■ **EXCERPT TO READ**
━━━━

Annie Murphy Paul wrote an article that was published in the NY Times on September 10, 2011 titled The Trouble with Homework.

(You can read it yourself here)

The article discusses different ways that school teachers can make homework better; however, if we apply the homework ideas to volleyball they will help us be better volleyball coaches. Here are two examples:

(1) “Spaced repetition is one example of the kind of evidence-based techniques that researchers have found have a positive impact on learning. Here’s how it works: instead of concentrating the study of information in single blocks, as many homework assignments currently do — reading about, say, the Civil War one evening and Reconstruction the next — learners encounter the same material in briefer sessions spread over a longer period of time. With this approach, students are re-exposed to information about the Civil War and Reconstruction throughout the semester.

━━━━

■ **DATASET EXTRACT**
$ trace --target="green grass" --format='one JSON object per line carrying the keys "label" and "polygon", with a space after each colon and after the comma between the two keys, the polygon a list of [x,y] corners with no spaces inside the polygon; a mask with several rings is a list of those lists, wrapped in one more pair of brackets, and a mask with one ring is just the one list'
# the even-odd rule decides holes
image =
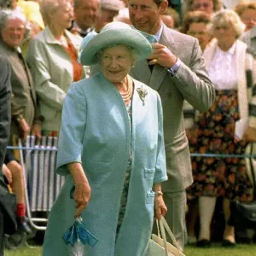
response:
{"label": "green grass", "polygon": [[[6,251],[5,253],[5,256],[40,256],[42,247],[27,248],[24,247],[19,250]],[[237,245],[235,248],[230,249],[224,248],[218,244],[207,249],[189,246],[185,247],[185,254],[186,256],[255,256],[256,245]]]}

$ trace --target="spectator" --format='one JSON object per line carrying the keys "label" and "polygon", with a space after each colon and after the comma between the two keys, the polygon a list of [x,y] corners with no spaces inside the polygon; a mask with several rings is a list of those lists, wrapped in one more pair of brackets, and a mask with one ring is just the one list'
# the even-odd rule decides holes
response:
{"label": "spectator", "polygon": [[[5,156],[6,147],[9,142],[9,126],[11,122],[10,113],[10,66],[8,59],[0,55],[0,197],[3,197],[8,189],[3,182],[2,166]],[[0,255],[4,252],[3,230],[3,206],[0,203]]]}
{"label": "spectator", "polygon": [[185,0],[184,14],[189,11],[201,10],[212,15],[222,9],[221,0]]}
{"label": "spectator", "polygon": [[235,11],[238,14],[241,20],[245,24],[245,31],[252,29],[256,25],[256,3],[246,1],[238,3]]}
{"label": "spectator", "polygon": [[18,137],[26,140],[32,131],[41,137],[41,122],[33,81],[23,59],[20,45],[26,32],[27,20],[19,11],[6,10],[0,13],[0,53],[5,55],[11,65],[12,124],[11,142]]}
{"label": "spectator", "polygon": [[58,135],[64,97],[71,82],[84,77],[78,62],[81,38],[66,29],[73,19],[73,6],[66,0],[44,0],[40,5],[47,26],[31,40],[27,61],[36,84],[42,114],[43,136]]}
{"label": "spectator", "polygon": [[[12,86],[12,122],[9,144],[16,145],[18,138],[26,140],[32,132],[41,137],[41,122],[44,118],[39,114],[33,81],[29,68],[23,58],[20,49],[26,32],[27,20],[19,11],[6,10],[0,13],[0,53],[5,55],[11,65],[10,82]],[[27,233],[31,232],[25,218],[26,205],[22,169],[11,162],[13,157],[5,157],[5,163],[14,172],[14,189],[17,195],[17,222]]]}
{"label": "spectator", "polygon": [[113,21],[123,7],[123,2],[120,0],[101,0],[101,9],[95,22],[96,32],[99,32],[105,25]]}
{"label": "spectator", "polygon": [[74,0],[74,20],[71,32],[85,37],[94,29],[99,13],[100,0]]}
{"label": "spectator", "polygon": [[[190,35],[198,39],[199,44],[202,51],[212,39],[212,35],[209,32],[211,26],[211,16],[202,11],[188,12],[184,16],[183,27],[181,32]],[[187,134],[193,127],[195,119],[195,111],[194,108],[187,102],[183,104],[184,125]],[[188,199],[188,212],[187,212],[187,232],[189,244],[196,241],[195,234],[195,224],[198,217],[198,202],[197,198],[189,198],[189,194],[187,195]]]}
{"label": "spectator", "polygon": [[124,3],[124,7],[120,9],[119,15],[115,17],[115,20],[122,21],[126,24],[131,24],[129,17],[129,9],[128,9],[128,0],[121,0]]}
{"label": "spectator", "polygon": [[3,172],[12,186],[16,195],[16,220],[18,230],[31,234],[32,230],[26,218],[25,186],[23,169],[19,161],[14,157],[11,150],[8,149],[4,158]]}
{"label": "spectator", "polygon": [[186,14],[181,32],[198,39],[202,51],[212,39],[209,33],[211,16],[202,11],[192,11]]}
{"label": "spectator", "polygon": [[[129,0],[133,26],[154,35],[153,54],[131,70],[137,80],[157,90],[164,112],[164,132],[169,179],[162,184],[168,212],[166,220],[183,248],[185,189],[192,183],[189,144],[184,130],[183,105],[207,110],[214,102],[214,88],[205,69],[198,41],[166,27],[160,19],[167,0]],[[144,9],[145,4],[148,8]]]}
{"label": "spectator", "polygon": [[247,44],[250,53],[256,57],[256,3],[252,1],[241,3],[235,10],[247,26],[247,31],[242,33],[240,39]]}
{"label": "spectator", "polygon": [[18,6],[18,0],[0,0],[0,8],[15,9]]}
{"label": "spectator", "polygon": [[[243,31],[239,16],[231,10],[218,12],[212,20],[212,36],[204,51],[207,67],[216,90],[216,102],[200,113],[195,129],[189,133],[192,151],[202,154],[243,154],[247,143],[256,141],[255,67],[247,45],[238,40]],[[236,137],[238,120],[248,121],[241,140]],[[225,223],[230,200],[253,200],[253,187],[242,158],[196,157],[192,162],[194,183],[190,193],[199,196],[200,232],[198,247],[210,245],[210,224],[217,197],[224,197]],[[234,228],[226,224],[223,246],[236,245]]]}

━━━━

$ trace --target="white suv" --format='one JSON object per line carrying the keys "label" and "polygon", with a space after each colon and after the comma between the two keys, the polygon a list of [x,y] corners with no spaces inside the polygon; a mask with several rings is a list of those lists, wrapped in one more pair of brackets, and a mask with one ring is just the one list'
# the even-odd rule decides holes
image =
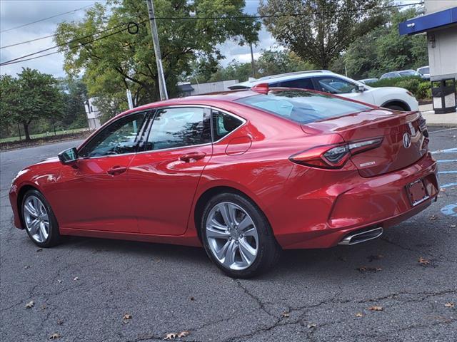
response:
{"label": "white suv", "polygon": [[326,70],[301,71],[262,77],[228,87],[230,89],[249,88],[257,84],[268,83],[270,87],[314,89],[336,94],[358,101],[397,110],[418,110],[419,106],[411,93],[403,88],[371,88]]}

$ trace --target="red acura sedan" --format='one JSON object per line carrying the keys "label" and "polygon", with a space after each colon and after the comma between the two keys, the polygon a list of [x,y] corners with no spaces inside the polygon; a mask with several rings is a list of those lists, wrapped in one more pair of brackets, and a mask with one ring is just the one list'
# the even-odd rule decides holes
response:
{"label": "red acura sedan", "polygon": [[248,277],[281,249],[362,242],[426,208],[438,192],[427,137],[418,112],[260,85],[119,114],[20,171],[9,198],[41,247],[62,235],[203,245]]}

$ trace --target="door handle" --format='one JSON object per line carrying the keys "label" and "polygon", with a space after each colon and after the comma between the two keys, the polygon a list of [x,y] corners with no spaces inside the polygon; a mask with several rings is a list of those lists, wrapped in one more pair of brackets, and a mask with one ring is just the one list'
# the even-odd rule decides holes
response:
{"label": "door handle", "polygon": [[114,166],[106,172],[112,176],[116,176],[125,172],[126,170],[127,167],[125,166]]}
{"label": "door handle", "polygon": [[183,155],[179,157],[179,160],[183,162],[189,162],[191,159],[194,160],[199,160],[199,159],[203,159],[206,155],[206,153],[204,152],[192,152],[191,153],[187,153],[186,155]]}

━━━━

■ **TASK DETAILS**
According to the homework text, why is spaced repetition put forward as a technique, and how does it work? The material is separate from the text.

■ **RESULT**
Spaced repetition is an evidence-based technique that researchers have found has a positive impact on learning. Instead of studying information in single blocks, learners meet the same material in briefer sessions spread over a longer period. Students are then re-exposed to it throughout the semester.